> _EXERCISE BRIEF_: Please rewrite the data below with every "seedling scout's tally sheet" changed to "field survey log" and everything else left the same, omitting the pictures.
--- Start of EXTRACTED DATA ---
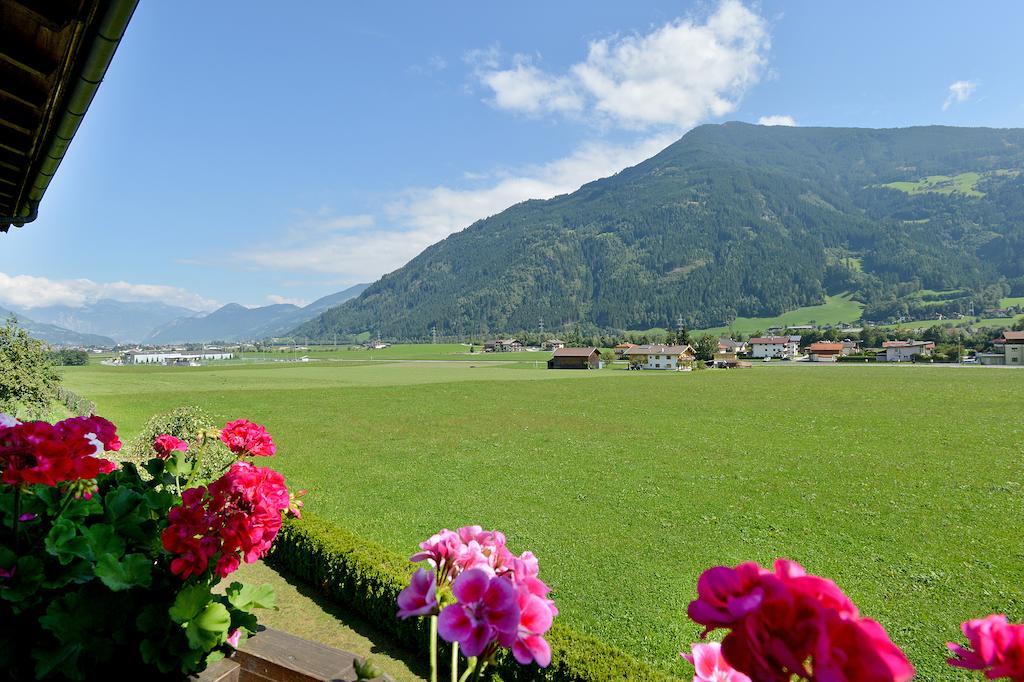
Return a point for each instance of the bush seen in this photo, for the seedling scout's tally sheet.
(187, 423)
(367, 579)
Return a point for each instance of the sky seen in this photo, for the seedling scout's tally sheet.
(265, 153)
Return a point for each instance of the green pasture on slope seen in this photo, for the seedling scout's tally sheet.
(836, 309)
(902, 483)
--- End of EXTRACTED DATA ---
> _EXERCISE OUTPUT_:
Return a point for each instance of the bush seen in this photo, for the field survey log.
(187, 423)
(367, 579)
Return a point for each instance of the sky seen in this photo, for the field survey log.
(265, 153)
Return a point for each instance of the green pasture on slope seen in this photo, for the field survey log.
(836, 309)
(902, 483)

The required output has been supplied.